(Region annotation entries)
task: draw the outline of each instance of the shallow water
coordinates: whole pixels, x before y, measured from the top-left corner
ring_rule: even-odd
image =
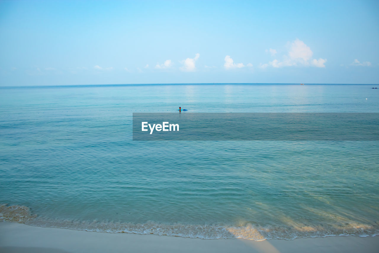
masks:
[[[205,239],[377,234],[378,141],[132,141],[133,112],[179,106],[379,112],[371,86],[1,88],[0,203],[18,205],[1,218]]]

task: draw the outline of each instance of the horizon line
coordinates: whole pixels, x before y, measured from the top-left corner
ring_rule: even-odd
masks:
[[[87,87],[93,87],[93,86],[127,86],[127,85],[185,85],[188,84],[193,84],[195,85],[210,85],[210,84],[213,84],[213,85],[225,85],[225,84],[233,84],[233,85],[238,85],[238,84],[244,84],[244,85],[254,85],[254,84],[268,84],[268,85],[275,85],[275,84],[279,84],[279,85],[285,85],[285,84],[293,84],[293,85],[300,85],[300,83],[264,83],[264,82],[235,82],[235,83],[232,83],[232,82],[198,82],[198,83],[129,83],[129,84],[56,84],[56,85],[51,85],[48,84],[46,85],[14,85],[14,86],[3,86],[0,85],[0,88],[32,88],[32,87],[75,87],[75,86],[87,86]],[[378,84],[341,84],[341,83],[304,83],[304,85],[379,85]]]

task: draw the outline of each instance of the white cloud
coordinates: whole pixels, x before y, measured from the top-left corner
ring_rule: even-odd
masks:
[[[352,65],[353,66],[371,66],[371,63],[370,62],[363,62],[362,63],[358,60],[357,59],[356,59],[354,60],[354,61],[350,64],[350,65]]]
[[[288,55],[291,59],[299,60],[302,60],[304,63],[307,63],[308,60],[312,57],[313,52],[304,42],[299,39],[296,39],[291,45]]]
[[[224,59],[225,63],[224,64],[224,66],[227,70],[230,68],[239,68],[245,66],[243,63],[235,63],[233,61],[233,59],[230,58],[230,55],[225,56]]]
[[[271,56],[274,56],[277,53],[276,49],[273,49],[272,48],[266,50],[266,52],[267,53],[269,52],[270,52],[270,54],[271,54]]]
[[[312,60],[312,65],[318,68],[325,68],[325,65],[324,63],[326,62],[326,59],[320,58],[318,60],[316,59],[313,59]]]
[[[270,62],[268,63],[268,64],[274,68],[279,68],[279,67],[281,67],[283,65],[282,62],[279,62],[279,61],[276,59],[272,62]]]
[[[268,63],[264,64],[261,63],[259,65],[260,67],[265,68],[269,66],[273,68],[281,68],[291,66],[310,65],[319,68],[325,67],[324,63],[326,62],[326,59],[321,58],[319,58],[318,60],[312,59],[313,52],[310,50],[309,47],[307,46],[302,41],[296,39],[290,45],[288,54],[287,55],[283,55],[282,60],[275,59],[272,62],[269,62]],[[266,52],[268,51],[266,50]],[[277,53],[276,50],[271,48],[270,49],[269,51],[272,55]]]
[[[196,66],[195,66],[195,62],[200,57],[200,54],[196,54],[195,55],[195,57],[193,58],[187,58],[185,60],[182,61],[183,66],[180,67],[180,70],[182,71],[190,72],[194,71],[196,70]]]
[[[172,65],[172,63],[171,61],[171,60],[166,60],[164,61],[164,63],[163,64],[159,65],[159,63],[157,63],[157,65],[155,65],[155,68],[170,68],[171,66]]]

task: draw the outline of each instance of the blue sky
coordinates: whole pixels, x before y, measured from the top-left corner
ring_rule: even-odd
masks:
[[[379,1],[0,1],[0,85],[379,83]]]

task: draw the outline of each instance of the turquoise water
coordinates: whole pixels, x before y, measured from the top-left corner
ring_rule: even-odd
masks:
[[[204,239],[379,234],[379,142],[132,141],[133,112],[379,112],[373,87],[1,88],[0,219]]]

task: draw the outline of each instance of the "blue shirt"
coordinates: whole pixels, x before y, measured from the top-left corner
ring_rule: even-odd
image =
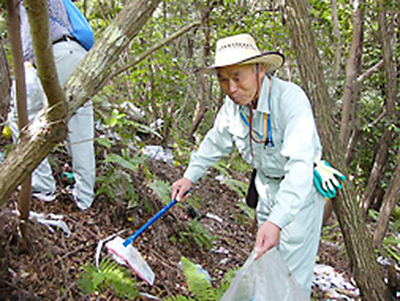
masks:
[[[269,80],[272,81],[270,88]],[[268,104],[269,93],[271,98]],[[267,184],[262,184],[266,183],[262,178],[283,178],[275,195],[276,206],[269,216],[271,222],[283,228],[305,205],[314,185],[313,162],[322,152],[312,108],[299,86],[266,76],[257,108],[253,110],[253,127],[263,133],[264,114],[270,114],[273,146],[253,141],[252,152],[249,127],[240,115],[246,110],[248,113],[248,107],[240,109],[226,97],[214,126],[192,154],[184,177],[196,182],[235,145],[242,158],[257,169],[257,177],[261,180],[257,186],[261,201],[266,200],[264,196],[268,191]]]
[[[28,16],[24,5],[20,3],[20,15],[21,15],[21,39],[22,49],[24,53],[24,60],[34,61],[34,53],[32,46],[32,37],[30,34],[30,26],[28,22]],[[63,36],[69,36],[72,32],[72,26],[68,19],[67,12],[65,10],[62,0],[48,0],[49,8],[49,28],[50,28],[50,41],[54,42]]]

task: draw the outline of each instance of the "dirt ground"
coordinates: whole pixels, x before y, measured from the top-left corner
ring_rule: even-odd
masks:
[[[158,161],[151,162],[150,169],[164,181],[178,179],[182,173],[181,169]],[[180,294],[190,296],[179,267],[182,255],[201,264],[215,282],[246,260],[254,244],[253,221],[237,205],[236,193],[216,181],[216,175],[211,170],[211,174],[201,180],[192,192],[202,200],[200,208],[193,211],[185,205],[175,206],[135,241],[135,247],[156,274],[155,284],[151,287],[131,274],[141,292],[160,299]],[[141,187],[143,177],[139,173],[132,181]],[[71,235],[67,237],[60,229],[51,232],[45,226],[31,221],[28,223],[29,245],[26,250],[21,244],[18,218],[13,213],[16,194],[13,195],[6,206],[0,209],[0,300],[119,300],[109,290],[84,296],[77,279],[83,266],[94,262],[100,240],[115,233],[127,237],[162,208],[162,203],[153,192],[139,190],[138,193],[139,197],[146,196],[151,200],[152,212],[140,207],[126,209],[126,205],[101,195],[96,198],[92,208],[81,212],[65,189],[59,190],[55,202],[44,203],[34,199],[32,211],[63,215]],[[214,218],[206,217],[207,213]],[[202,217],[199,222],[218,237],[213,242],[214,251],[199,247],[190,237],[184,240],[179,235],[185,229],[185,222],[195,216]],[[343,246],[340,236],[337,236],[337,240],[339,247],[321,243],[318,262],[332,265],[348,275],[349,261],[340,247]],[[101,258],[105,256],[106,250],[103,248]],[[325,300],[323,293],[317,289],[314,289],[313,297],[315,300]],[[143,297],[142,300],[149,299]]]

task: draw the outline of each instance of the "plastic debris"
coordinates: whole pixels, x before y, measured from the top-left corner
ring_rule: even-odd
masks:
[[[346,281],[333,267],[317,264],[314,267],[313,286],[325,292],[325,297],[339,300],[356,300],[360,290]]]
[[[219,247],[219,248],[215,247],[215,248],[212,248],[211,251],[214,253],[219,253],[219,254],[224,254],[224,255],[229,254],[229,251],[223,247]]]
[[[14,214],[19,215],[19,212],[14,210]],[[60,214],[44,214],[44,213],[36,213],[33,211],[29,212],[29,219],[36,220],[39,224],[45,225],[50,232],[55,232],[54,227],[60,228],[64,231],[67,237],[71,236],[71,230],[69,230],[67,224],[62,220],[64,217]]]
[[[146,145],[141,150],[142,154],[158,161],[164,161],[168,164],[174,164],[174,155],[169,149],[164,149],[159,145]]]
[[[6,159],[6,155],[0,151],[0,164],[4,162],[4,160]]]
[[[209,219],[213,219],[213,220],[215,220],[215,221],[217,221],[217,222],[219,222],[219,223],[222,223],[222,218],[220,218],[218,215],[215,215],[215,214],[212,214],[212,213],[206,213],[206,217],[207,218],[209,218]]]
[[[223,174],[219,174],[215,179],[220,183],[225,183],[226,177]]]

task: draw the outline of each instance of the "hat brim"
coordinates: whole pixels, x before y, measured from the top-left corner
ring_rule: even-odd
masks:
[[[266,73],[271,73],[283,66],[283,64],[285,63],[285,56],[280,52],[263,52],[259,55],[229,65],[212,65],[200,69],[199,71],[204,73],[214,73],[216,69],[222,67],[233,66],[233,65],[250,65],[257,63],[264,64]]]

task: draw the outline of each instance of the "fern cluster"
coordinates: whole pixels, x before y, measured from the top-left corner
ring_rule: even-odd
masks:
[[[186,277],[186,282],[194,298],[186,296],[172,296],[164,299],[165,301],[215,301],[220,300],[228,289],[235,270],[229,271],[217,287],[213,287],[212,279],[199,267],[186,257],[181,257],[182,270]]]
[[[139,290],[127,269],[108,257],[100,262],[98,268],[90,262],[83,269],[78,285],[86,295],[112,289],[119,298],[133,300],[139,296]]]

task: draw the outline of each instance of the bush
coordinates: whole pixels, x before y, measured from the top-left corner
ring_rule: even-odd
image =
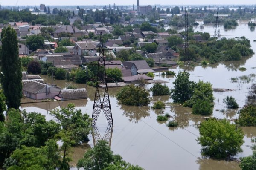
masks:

* _Your goal_: Duplicate the lines beginning with the line that contains "task: draw the outline of each instance of the bush" and continuing through the final line, both included. Omit the pictures from your reply.

* _Solution for this problem_:
task: draw the outline of each instance of the bush
coordinates: whole pixels, x before y, measured from the top-left corner
ring_rule: even-odd
image =
masks:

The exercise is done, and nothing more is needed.